## Text to read:
◆ ◆ ◆ ◆
From: PostgreSQL - Hans-Jürgen Schönig <postgres(at)cybertec(dot)at>
To: Hannu Krosing <hannu(at)krosing(dot)net>
Cc: PostgreSQL-development Hackers <pgsql-hackers(at)postgresql(dot)org>
Subject: Re: help with plug-in function for additional (partition/shard) visibility checks
Date: 2011-09-02 12:51:35
Message-ID: 692F6DBD-0DA0-432B-B291-55FB9BC5091C@cybertec.at
Views: Raw Message | Whole Thread | Download mbox | Resend email
Lists: pgsql-hackers

hello …

the goal of the entire proxy thing is to make the right query go to the right node / nodes.
we determine this by using a partitioning function and so on …
currently PL/proxy has only a handful of commands - one is RUN ON … which tells us where to put things.
assume you issue a select … some select will "fall out" on the target node.
to restrict the data coming from the node you could add an additional constraint on the way …

say:
SELECT * FROM proxy_table WHERE a = 20;

what you want to reach the node after a split is …

SELECT * FROM proxy_table WHERE a = 20 AND col = "filter the wrong half away"

my idea is to add an additional command to the PL/proxy command set.
it should call a function generating this additional filter.
maybe somehow like that …

RUN ON hashtext($1) -- this one already knows about the increased cluster
GENERATE FILTER my_create_the_bloody_filter_func($1) -- this one would "massage" the query going to the node.

it would actually open the door for a lot of additional trickery.
the function would tell the proxy what to append - and: this "what" would be under your full control.

what do you think?
i got to think about it futher but i can envision that this could be feasible ...
◆ ◆ ◆ ◆
Collected data:
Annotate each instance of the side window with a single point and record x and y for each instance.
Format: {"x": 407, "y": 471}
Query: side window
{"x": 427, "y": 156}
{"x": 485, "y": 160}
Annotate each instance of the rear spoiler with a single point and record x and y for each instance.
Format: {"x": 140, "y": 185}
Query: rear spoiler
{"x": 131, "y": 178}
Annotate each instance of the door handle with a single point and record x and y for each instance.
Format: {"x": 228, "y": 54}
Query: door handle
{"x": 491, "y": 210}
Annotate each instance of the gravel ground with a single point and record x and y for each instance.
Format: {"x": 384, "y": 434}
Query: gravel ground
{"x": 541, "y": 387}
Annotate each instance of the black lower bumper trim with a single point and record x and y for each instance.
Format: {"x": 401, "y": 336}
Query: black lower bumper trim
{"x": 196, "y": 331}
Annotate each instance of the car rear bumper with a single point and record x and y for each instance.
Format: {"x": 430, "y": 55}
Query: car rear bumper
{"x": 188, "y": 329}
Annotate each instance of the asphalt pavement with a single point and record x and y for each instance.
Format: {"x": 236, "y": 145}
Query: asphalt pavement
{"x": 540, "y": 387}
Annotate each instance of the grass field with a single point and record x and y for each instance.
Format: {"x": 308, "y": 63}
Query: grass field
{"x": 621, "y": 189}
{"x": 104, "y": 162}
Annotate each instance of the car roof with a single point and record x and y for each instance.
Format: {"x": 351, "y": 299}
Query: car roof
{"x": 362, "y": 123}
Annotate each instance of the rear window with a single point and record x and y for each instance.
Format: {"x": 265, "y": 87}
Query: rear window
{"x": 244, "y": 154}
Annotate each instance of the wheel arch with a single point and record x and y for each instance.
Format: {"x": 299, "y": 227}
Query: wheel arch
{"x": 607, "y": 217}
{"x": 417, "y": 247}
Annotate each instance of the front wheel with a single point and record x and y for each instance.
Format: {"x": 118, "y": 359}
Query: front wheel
◆ ◆ ◆ ◆
## Directive A:
Name every option listed on the "Views:" line of the mailing-list post about PL/proxy filters.
## Directive B:
Extend the mailing-list post about PL/proxy filters, picking up after its final sentence.

## Task answer A:
Raw Message, Whole Thread, Download mbox, Resend email

## Task answer B:
hans

On Sep 2, 2011, at 2:36 PM, Hannu Krosing wrote:

> On Fri, 2011-09-02 at 14:01 +0200, PostgreSQL - Hans-Jürgen Schönig
> wrote:
>> hello …
>>
>> i have been thinking about this issue for quite a while ...
>> given your idea i am not sure how this can work at all.
>>
>> consider:
>> begin;
>> insert 1
>> insert 2
>> commit
>>
>> assume this ends up in the same node,
>> now you split it into two …
>> 1 and 2 will have exactly the same visibility to and transaction.
>> i am not sure how you can get this right without looking at the data.
>
> It has to consider the data when determining visibility, that's the
> whole point of the plug-in .
>
> The idea is, that each row "belongs" to a certain partition, as
> determined by some function over it's fields. Most often this function
> is hash of primary key OR-ed by a bitmap representing cluster size and
> AND-ed by bitmap for partition(s) stored in this database.
>
> when you split the parition, then some row's don't belong in the old
> partition database anymore (and if you did a full copy, then the other
> half dont belong to the new one), so they should be handled as
> invisible / deleted. As this can be only done by looking at the tuple
> data, this needs an additional visibility function. And as this is only
> needed for partitioned databases, it makes sense to implement it as a
> plogin, so it would not wast cycles on non-partitioned databases
>
>> alternative idea: what if the proxy would add / generate a filter by
>> looking at the data?
>> a quick idea would be that once you split you add a simple directive
>> such as "FILTER GENERATOR $1" or so to the PL/proxy code.
>> it would then behind the scene arrange the filter passed on.
>> what do you think?
>
> Hmm. I'm not sure I understand what you are trying to say. Can you
> elaborate a little ?
>
>>
>> regards,
>>
>> hans
>>
>>
>>
>> On Sep 1, 2011, at 10:13 AM, Hannu Krosing wrote:
>>
>>> Hallow hackers
>>>
>>> I have the following problem to solve and would like to get advice on
>>> the best way to do it.
>>>
>>> The problem:
>>>
>>> When growing a pl/proxy based database cluster, one of the main
>>> operations is splitting a partition. The standard flow is as follows:
>>>
>>> 1) make a copy of the partitions table(s) to another database
>>> 2) reconfigure pl/proxy to use 2 partitions instead of one
>>>
>>> The easy part is making a copy of all or half of the table to another
>>> database. The hard part is fast deletion (i mean milliseconds,
>>> comparable to TRUNCATE) the data that should not be in a partition (so
>>> that RUN ON ALL functions will continue to return right results).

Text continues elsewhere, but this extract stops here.